Exercise goal: Return a copy of every line in the records that includes the word "tulip".

Record set:
- Opening Delimiter -

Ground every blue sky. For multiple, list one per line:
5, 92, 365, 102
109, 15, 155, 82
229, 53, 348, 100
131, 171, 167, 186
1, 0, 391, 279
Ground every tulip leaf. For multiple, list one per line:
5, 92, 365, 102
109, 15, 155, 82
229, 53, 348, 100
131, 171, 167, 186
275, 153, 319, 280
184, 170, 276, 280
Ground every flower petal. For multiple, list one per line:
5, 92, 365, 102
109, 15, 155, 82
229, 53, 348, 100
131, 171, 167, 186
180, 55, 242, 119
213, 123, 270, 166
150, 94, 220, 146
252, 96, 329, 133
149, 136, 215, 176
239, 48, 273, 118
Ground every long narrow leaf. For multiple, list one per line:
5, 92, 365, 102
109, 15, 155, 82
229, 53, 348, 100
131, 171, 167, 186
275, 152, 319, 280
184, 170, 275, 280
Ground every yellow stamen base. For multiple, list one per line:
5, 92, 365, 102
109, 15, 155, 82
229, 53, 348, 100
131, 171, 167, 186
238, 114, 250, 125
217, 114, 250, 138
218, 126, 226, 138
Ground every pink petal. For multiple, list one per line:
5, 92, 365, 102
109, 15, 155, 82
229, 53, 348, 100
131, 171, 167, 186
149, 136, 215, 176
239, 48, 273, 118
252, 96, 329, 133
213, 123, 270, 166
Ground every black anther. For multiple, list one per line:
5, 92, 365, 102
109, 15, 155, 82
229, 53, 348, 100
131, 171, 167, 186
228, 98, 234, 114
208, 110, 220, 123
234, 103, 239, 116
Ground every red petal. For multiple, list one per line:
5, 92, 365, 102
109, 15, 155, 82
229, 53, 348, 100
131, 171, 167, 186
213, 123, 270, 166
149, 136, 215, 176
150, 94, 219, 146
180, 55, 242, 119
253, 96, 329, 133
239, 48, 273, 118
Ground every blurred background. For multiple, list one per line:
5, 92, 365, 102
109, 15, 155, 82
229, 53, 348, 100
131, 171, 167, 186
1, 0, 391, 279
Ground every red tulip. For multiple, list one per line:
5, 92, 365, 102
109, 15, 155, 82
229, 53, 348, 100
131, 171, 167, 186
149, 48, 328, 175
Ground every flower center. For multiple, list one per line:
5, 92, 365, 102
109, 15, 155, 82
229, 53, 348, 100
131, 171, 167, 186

- Closing Delimiter -

Answer below:
Ground every tulip leaf. For multiple, list one per line:
Ground every red tulip. For multiple, list one per line:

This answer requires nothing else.